June 27th, 2005

The Iron Men

My grandmother was a wonderful cook. I know that mostly everyone says this, but I mean it. She was a true, family-style cook. Nothing fancy, just belly-warming, carbohydrate-laden goodies came tumbling from her kitchen virtually any meal of the day. My mother says she often stretched one chicken to feed eight people: my grandpa, six children, and herself. It is from this matriarch, that I learned to peel my very first beet, the slippery orb popping from the dingy, tan skin; that I tasted my very first homemade, sweet-tart, strawberry-rhubarb pie; and learned to love a childhood treat of bologna and american cheese, cut primly into matchsticks. (Come on, I was three and my grandma was originally from South Dakota.) It was when she passed away, that I received what have quickly become invaluable kitchen tools, among her KitchenAid Mixer, a variety of metal baking dishes, and other kitchen odds and ends; I received the grandaddy of all kitchen goods, The Cast-Iron Skillet.

A two-handed lifter, these vessels of down-home cooking are ideal for frittatas, sautes, scrambles, upside-down desserts. Just about anything you fry up on the stove, you can fry up in a cast-iron skillet. My skillets are at least 50 years old (the older the better), and cared for gently and lovingly. Following strict rules from my mother, the skillets are seasoned after each use with a thin layer of cooking oil, keeping the pans shiny, and ensuring their nonstick surface. If all turns out right, and it usually does in these blackened babies, I don’t even have to use soap when washing them out. Just rinse them off, clean with a sponge, and they’re good as new. Some of you might be exclaiming, “What, no soap, but how does it get truly clean?” To you I say, “I am just doing as my grandma would have wanted; if corrosive disease didn’t get her, it surely will not get me.”

When I got married, my uncle gave me a sturdy, cast-iron, dutch oven. It too was from my grandmother. While she made a variety of dishes from this pot, she always made her special Best Ever Donuts in this pot as well. Sprinkled with powdered sugar, and gobbled up while still piping hot, bits of grease gleaming off of the surface and mingling with the sugary topping to create a glaze of sorts, these donuts were truly a thing of beauty. Some might say, “A cast-iron pot, what a strange dowry.” That is the best sort of dowry. Each time I use those pots, dragging them out of the cupboard, practically giving myself carpal tunnel syndrome from the sheer weight of them, I think of my grandma. While she might have scoffed at my pea frittata with fresh mint and Manchego cheese, I am sure she would be thrilled that I was putting her skillets to good use.

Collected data
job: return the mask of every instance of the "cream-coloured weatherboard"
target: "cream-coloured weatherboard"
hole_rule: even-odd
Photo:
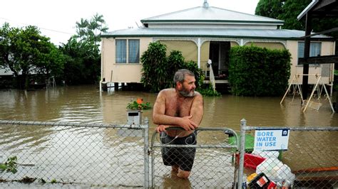
[[[295,75],[300,75],[303,73],[303,67],[302,65],[297,65],[298,62],[298,42],[299,40],[289,40],[287,41],[287,48],[291,53],[291,75],[289,79],[289,83],[290,83]],[[322,41],[321,55],[329,55],[334,54],[334,43],[330,41]],[[330,66],[330,72],[332,72],[332,68]],[[322,74],[322,66],[309,66],[309,84],[315,84],[317,77],[314,75]],[[329,84],[332,80],[332,75],[322,77],[322,80],[324,84]],[[299,77],[297,82],[299,83],[302,82],[302,77]]]
[[[103,78],[105,82],[140,82],[142,65],[140,63],[116,63],[116,39],[140,39],[140,58],[152,38],[107,38],[102,40]],[[128,50],[128,48],[127,48]],[[127,52],[128,55],[128,52]]]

● About this exercise
In the essay about cast-iron cookware, what did the grandmother always make in the cast-iron dutch oven? You don't need the data for this.

● Response for this exercise
Her special Best Ever Donuts.